* WHAT TO DO:
Every line of the data is to be transcribed without error.

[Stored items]
______________________________

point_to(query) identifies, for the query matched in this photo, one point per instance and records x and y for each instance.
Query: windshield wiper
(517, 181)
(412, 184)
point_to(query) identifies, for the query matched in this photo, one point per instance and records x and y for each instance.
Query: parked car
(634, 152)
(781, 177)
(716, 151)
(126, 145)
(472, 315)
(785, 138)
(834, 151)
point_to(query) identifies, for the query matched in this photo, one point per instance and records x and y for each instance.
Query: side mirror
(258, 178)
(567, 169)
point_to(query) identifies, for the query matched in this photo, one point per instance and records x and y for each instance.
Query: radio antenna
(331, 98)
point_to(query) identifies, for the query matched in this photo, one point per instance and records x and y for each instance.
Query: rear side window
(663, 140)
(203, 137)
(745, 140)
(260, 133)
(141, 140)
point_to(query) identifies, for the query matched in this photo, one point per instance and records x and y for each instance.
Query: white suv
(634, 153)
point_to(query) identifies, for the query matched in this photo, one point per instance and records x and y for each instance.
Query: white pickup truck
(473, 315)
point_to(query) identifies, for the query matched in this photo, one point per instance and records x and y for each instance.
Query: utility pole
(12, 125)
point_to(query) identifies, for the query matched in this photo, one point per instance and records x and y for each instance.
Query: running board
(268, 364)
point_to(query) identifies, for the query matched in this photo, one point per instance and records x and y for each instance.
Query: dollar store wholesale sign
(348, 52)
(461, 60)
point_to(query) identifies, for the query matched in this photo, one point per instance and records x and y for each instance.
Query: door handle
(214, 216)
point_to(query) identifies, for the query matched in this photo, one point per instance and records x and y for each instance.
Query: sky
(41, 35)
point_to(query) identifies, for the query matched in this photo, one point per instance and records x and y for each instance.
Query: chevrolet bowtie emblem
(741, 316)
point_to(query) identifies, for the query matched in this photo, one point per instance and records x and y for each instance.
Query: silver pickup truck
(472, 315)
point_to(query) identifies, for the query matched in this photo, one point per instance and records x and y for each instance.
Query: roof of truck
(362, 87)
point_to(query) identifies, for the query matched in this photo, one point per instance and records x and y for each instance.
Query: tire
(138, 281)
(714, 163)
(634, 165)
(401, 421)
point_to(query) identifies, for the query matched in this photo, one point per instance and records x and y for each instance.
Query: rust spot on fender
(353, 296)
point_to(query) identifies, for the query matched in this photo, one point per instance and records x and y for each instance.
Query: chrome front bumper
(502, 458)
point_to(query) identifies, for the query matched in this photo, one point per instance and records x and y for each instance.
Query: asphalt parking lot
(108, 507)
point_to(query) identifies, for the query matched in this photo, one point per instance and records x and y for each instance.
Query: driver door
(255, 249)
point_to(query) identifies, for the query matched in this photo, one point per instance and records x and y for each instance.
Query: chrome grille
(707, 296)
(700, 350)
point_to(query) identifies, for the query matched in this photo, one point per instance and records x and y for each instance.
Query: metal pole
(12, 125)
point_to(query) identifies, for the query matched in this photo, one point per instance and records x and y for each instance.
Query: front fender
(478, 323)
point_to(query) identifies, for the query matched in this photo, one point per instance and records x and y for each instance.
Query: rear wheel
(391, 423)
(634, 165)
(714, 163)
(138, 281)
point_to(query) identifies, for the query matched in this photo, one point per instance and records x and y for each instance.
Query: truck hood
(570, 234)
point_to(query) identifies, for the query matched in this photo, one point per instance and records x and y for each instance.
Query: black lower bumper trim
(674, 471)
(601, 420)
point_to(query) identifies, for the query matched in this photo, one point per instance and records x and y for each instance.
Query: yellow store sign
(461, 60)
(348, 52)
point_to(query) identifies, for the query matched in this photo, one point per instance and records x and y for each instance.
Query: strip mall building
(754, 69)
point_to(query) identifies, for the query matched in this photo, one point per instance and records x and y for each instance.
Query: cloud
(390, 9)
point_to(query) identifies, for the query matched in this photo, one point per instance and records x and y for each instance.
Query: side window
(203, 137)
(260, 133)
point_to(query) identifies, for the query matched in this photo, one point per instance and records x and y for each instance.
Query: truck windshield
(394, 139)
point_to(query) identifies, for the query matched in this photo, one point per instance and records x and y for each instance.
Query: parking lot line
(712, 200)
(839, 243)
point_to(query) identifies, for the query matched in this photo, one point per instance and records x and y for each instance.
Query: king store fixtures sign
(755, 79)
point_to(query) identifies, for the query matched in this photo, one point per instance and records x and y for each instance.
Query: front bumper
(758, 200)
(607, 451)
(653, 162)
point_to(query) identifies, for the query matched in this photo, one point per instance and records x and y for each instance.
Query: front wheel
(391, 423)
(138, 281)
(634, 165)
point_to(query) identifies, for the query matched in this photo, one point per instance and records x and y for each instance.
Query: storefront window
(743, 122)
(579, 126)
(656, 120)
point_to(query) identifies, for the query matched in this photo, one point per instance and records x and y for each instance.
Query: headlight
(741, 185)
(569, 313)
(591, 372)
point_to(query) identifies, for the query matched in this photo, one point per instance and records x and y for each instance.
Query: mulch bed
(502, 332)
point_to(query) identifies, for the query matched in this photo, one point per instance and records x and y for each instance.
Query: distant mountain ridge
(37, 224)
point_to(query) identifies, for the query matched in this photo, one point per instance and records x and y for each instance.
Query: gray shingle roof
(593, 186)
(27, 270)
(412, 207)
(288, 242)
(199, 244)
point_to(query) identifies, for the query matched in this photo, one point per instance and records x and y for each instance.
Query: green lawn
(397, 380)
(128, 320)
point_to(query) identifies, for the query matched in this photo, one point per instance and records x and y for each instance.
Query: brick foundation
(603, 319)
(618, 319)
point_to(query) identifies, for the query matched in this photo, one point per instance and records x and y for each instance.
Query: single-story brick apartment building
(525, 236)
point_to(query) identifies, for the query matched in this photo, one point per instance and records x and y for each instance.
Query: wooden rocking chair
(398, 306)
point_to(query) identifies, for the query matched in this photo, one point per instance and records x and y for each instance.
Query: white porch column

______________________________

* RESULT:
point_to(query) identifies, for the query matched in this photo, one point per instance and records x and y for each instance.
Query: windshield wiper
(517, 181)
(412, 184)
point_to(query) identifies, for the query matched in this photo, one point per instance and records x and y for each instance.
Query: parked car
(634, 152)
(781, 177)
(716, 151)
(126, 145)
(472, 315)
(785, 138)
(834, 151)
point_to(query) identifies, for the query matched in this photo, one point per instance and records x and y for each instance.
Query: side mirror
(258, 178)
(567, 169)
point_to(query) identifies, for the query matched in this photo, one point per instance and records x and y for each instance.
Query: radio antenna
(331, 98)
point_to(query) identifies, for the query matched in this photo, one point per instance and records x and y for each instance.
Query: rear side window
(663, 140)
(203, 137)
(745, 140)
(260, 133)
(141, 140)
point_to(query) identifies, for the query matched in this photo, one point per instance and records x and y for each instance.
Query: white suv
(634, 153)
point_to(query) identifies, for the query matched in this photo, one point per instance and records x and y for each instance.
Query: white pickup truck
(473, 315)
point_to(query) identifies, for the query matched in this photo, one point per instance and records x and y for each instance.
Query: utility pole
(12, 125)
point_to(query) identifies, for the query matched in this photo, one point per instance and records x and y for each instance.
Query: running board
(268, 364)
point_to(query) identifies, for the query matched in this photo, one point per instance and records x and y for each instance.
Query: dollar store wholesale sign
(348, 52)
(461, 60)
point_to(query) identifies, for the query matched in this photo, one point per instance and records x and y for each instance.
Query: door handle
(214, 216)
point_to(query) identifies, for the query matched in this photo, one point per instance and records x and y for each instance.
Query: sky
(41, 35)
point_to(query) identifies, for the query matched in this photo, one point per instance and records x and y for each instance.
Query: chevrolet bowtie emblem
(741, 316)
point_to(query) identifies, for the query matched in this photo, one point per instance and records x and y for each instance.
Query: silver pickup truck
(472, 315)
point_to(query) identifies, for the query matched in this photo, one point per instance and records x and y for each instance.
Query: roof of truck
(362, 87)
point_to(query) identifies, for the query matched in this photo, one point per instance and records x and y for each instance.
Query: tire
(138, 281)
(714, 163)
(634, 165)
(401, 421)
point_to(query) identifies, for the query matched in this photo, one point per instance and records x and y for each instance.
Query: rust spot on fender
(353, 296)
point_to(query) identifies, for the query matched in this photo, one point per instance and records x and y for each instance.
Query: chrome front bumper
(502, 458)
point_to(query) identifies, for the query matched in this photo, one point per instance and records x and y for each instance.
Query: asphalt parking lot
(108, 507)
point_to(query) identifies, for the query matched in this photo, one point per instance and records x and y for each instance.
Query: driver door
(255, 249)
point_to(query) identifies, for the query matched in this photo, one point per instance and records x and y for each instance.
Query: chrome grille
(707, 296)
(700, 350)
point_to(query) identifies, for the query matched in this photo, one point per instance and records x and y for each instance.
Query: metal pole
(12, 125)
point_to(query) identifies, for the query matched in this photo, one point per instance and records x and y for each instance.
Query: front fender
(478, 323)
point_to(query) identifies, for the query matched in this photo, one point per instance and records x and y for each instance.
Query: rear wheel
(391, 423)
(634, 165)
(714, 163)
(138, 281)
point_to(query) identifies, for the query matched in this photo, one point per instance and records x and y for each instance.
Query: truck hood
(570, 234)
point_to(query) identifies, for the query matched in this photo, one point per instance and records x and y for each instance.
Query: black lower bumper trim
(674, 471)
(601, 420)
point_to(query) identifies, for the query matched in this photo, one point per instance and records x and y for each instance.
Query: yellow store sign
(461, 60)
(348, 52)
point_to(query) identifies, for the query matched in this photo, one point per instance and records x and y for each instance.
Query: strip mall building
(754, 69)
point_to(query) identifies, for the query matched in this photo, one point per instance and records x and y for each instance.
Query: cloud
(390, 9)
point_to(query) identifies, for the query matched in this photo, one point per instance and records x and y for each instance.
Query: side window
(203, 137)
(260, 133)
point_to(query) identifies, for the query matched in this photo, one point per instance and records x and y for each instance.
Query: truck windshield
(394, 139)
point_to(query) identifies, for the query matched in this photo, one point per instance and records x and y for each instance.
Query: parking lot line
(712, 200)
(839, 243)
point_to(query) identifies, for the query matched in this photo, one point per instance and records x and y for each instance.
Query: king store fixtures sign
(755, 79)
point_to(query) identifies, for the query matched in this photo, one point per instance and records x and y for each instance.
Query: front bumper
(758, 200)
(607, 451)
(653, 162)
point_to(query) identifies, for the query matched in this photo, one point per instance and records x and y for each instance.
Query: front wheel
(391, 423)
(138, 281)
(634, 165)
point_to(query) identifies, for the query matched in this photo, one point per instance and records x and y for each instance.
Query: storefront window
(743, 122)
(579, 126)
(656, 120)
point_to(query) identifies, for the query matched in this photo, one point per instance and records x and y for each instance.
Query: headlight
(741, 185)
(569, 313)
(591, 372)
point_to(query) identifies, for the query matched in this photo, one point per instance and records x and y for each instance.
Query: mulch bed
(502, 332)
point_to(query) identifies, for the query matched in this photo, one point per instance and records x and y for each instance.
Query: distant mountain ridge
(37, 224)
point_to(query) identifies, for the query matched in this photo, one point per instance and records x and y for each instance.
Query: gray shingle roof
(593, 186)
(27, 270)
(412, 207)
(288, 242)
(199, 244)
point_to(query) identifies, for the query matched in this photo, one point per instance and records x and y for each instance.
Query: green lawn
(397, 380)
(128, 320)
point_to(query) identifies, for the query matched in this photo, one point per instance and records x and y for each instance.
Query: brick foundation
(603, 319)
(618, 319)
point_to(query) identifies, for the query matched in this photo, one point per instance and records x and y for each instance.
Query: single-story brick apartment building
(525, 236)
point_to(query) identifies, for the query matched in this photo, one point per instance and records x and y for each instance.
Query: wooden rocking chair
(398, 306)
point_to(query) identifies, for the query matched in this photo, one point per instance and records x and y for each instance.
Query: white porch column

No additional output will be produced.